L’ambassadrice des États-Unis à l’ONU, Linda Thomas-Greenfield, a réclamé jeudi en Turquie le maintien du dernier accès transfrontalier permettant d’acheminer de l’aide au nord de la Syrie. Ce frêle passage vers l’ultime bastion djihadiste et rebelle de Syrie, Idleb, est menacé de fermeture par Moscou, qui l’utilise comme monnaie d’échange et levier de pression dans le contexte de la guerre en Ukraine.

L’ambassadrice des États-Unis à l’ONU, Linda Thomas-Greenfield.
Ultime bastion précaire
L’autorisation de ce dernier point de passage transfrontalier, en vigueur depuis 2014, arrive à expiration le 10 juillet et nécessitera un vote du Conseil de sécurité, début juillet, auquel la Russie, soutien de Damas, menace d’opposer son veto. Depuis 2020, seul le point de passage de Bab al-Hawa est resté ouvert, trois autres ayant été exclus du champ d’application de la résolution en raison de l’opposition de la Russie russe notamment.
Par ce lieu ont transité l’an dernier près de 10.000 camions chargés d’aide humanitaire à destination de la région d’Idleb, ultime bastion jihadiste et rebelle de Syrie où vivent environ trois millions de personnes dans des conditions précaires.  Des ONG turques n’opérant pas sous l’égide de l’ONU pourront continuer d’acheminer de l’aide, mais " je ne crois pas qu’aucune organisation puisse égaler la qualité et la quantité de nourriture qui est acheminée par delà la frontière à travers ce mécanisme ", a fait valoir Mme Thomas-Greenfield.

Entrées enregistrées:
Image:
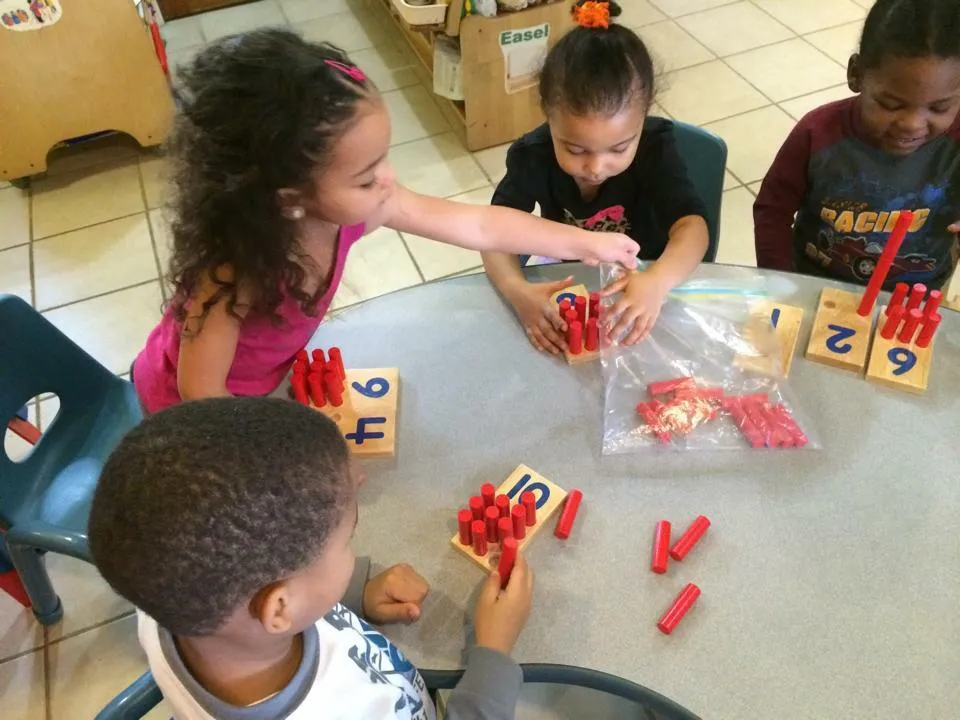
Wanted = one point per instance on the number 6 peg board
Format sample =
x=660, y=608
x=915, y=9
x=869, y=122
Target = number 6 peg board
x=368, y=416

Exercices proposés >>
1) Relevez tous les pays nommés dans le texte sur l'aide humanitaire destinée à Idleb.
2) Prolongez le texte sur le passage de Bab al-Hawa à la suite de sa dernière phrase.

Réponses aux exercices >>
1) États-Unis, Turquie, Syrie, Ukraine, Russie

2)
Des camions remplis d’aide humanitaire à destination des populations d’Idleb attendent à Bab al-Hawa, seul point de passage encore ouvert entre la Turquie et cette région qui n’est pas sous contrôle du régime de Damas.
Monnaie d’échange de Moscou
Pour les observateurs, Moscou cherche à faire du maintien de cet accès humanitaire une monnaie d’échange dans le contexte de la guerre en Ukraine.
Moscou avait déjà menacé de s’opposer l’an dernier à la poursuite de l’autorisation de ce point de passage, qui permet d’acheminer depuis la Turquie de l’aide humanitaire – nourriture, médicaments, couvertures, matelas et même vaccins anti-Covid – aux Syriens, sans l’aval de Damas, via le point d’entrée de Bab al-Hawa, dans le nord-ouest de la Syrie.
La Russie a déjà fait savoir le 20 mai, par son ambassadeur adjoint à l’ONU, Dmitry Polyanskiy, qu’elle ne voit pas " de raisons de poursuivre ce dispositif " qui " viole la souveraineté et l’intégrité territoriale de la Syrie ".
Des réfugiés syriens au point de passage de Bab al-Hawa.
" Cela aggravera les souffrances "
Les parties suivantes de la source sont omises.